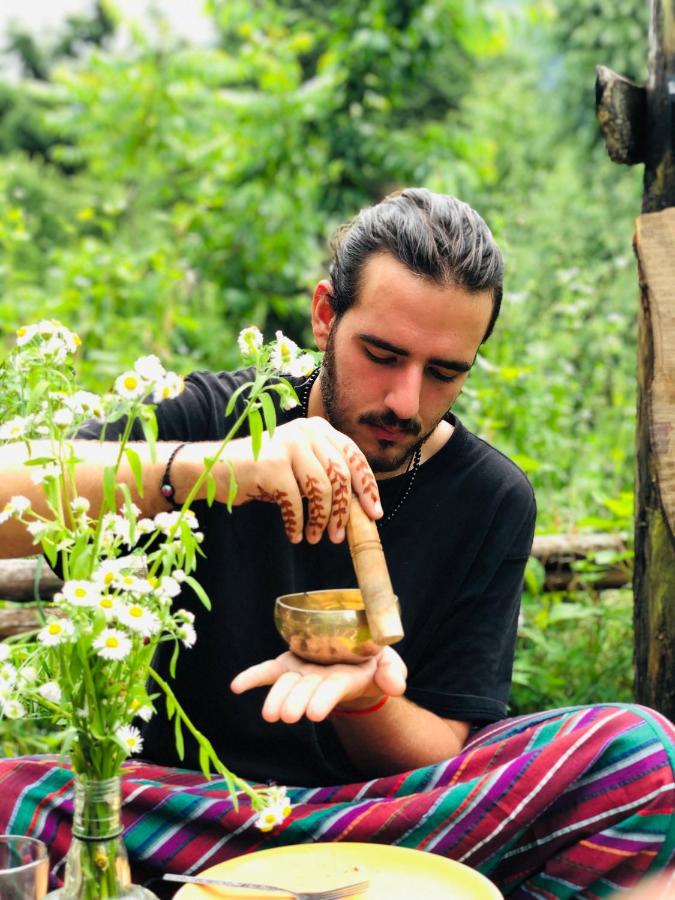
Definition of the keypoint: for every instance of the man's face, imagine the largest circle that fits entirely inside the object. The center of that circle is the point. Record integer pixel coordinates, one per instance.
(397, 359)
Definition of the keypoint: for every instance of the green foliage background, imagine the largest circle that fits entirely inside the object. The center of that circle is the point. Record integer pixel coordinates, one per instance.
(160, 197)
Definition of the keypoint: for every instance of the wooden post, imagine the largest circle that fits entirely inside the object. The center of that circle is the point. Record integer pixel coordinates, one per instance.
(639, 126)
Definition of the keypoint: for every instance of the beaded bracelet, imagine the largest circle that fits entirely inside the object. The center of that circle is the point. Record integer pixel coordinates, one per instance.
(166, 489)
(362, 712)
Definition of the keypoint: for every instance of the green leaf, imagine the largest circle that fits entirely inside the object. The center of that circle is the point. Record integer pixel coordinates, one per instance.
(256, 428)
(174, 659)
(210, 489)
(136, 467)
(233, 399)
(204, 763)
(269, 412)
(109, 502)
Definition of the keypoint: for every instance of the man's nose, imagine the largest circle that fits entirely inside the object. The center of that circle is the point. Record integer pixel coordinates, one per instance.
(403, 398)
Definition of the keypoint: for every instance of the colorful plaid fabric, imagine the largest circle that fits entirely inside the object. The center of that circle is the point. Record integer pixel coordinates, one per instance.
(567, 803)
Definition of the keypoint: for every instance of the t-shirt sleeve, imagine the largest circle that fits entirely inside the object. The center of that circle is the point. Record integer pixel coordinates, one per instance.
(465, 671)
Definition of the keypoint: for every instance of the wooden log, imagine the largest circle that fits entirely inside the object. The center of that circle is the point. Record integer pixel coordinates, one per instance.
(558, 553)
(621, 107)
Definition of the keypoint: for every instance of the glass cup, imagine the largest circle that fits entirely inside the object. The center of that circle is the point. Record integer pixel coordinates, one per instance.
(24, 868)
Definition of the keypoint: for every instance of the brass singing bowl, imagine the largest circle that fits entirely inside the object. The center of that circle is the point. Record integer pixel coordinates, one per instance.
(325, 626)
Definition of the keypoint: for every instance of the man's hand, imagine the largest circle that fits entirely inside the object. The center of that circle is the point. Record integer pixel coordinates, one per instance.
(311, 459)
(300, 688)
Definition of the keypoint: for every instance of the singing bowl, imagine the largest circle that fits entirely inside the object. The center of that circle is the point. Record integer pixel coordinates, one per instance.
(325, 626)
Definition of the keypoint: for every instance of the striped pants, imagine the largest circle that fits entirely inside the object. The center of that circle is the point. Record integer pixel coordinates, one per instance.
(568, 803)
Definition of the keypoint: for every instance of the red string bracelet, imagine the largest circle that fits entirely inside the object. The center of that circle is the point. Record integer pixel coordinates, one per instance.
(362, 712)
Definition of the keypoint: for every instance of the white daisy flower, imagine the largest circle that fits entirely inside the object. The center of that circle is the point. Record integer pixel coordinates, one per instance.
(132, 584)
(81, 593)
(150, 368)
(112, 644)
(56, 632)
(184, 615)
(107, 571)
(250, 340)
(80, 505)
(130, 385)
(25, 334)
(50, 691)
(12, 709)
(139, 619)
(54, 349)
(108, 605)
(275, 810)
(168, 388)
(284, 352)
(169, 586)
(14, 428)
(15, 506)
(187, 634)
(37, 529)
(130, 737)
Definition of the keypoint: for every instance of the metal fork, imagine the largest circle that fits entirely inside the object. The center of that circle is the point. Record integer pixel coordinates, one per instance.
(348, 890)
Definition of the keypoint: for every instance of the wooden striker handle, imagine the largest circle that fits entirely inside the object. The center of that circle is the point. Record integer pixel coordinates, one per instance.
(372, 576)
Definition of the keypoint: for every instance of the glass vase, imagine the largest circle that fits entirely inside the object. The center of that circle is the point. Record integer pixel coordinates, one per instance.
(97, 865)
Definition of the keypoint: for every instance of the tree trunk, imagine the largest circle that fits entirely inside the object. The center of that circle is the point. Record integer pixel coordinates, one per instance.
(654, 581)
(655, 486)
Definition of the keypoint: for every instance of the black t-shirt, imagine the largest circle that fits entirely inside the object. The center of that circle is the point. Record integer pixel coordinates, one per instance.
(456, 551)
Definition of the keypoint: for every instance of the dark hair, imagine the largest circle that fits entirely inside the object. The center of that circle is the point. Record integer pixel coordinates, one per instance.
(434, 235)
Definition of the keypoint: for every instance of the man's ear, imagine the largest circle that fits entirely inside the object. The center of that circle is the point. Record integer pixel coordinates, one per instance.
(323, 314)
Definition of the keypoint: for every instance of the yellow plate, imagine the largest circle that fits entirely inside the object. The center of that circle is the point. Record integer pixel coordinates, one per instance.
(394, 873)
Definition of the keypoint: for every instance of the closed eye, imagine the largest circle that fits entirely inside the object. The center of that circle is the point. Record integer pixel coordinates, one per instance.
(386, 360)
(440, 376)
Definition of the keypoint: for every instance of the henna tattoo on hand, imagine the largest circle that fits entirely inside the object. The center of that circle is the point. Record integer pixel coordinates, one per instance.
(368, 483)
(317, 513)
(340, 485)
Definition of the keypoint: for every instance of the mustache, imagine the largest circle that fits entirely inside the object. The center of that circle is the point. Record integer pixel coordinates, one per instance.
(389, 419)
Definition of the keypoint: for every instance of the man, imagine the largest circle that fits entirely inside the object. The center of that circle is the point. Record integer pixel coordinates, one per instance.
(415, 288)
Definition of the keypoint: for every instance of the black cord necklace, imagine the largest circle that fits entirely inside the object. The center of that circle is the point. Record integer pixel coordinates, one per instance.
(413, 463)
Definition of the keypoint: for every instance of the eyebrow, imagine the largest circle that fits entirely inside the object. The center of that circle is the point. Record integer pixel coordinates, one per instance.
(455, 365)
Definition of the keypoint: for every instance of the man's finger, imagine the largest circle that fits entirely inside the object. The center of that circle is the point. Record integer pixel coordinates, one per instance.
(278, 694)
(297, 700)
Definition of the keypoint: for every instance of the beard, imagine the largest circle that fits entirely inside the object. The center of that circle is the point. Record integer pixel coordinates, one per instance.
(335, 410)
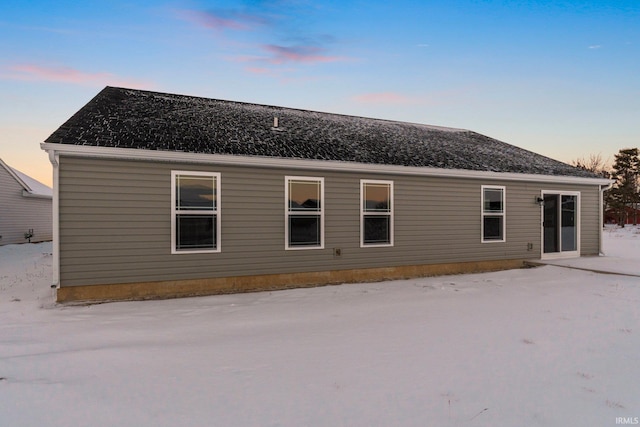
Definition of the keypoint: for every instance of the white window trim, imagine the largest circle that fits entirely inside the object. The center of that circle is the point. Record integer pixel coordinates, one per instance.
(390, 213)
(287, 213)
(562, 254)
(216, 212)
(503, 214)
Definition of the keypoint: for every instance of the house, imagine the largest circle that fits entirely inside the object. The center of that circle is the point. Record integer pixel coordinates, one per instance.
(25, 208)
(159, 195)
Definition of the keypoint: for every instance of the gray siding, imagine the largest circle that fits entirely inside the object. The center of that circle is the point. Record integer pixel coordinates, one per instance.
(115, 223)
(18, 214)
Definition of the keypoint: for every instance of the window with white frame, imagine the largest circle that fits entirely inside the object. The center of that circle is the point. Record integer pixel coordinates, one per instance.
==
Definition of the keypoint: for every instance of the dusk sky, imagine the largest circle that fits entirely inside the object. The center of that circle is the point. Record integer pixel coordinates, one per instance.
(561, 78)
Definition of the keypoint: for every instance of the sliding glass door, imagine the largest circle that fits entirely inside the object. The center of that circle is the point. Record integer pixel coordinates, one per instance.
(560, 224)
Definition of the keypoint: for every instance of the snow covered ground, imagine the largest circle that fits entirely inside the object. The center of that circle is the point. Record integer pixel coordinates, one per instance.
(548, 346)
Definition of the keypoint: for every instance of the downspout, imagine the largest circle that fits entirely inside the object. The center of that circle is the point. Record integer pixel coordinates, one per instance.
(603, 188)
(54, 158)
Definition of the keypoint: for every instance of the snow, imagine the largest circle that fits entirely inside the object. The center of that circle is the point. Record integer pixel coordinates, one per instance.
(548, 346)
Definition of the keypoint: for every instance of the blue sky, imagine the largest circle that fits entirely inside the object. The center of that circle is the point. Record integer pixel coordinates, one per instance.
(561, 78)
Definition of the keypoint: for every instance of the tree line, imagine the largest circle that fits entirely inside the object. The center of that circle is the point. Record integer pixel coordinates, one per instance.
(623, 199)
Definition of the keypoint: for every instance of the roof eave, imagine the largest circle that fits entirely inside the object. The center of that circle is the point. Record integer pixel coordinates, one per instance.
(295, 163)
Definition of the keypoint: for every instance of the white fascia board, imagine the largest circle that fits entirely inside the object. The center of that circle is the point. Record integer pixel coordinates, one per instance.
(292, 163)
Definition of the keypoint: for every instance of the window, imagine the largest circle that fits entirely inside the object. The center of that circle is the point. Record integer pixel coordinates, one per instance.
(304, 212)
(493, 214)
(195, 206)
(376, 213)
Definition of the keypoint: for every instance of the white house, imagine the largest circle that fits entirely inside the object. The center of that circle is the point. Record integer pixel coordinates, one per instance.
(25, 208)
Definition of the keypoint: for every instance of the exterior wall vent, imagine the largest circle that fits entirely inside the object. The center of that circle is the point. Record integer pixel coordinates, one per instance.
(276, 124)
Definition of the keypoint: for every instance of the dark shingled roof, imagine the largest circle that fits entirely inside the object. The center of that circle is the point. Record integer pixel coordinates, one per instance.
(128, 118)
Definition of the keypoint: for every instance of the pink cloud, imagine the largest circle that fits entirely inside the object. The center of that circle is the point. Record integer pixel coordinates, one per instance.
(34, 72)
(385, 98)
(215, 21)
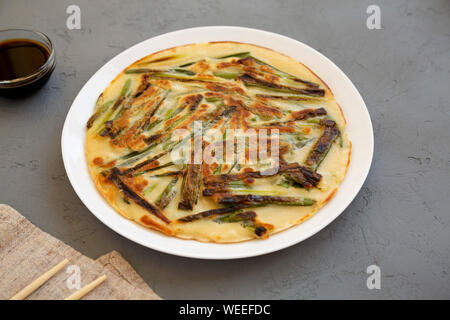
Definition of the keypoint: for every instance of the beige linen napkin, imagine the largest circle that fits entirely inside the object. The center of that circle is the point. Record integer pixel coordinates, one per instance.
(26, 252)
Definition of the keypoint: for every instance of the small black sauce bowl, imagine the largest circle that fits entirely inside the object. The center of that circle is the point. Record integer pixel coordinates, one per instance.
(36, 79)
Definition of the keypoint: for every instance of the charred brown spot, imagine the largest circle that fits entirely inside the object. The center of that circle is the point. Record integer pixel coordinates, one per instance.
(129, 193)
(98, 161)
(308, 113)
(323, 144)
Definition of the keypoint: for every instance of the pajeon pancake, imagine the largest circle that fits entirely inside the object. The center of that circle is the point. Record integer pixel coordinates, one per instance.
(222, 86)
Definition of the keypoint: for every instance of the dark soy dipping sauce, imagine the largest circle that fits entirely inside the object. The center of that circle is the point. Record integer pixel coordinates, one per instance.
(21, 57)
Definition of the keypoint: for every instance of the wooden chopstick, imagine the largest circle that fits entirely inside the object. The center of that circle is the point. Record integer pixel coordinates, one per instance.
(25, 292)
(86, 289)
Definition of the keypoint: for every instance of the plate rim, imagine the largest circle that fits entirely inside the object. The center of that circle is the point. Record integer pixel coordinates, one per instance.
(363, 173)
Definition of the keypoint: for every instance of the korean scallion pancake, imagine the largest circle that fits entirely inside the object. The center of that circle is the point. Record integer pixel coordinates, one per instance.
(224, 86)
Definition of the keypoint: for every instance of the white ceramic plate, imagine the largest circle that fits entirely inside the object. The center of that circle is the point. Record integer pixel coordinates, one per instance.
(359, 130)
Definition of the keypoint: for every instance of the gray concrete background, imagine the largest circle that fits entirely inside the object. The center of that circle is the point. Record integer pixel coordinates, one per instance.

• [PROBLEM REQUIREMENTS]: Reproduce word for word the material above, starting with the line that has "the house, imagine" and stopping after the line that has "the window with".

• [WRITTEN SOLUTION]:
Definition of the keypoint: for every instance of the house, imagine the largest circle that fits entirely inside the object. The center of that circle is the point. Record integer pixel coordinates, one per instance.
(25, 208)
(159, 195)
Definition of the keypoint: for every instance of the gray siding, imagine the largest circle that fits entirely inside the object. The center of that circle is the point. Record integer pixel coordinates, one per instance.
(115, 223)
(18, 214)
Definition of the keypoint: for every instance of the window with white frame, imagine the largest circle that fits entirely inside the object. The center of that circle is the point. Record integer pixel coordinates, one per instance.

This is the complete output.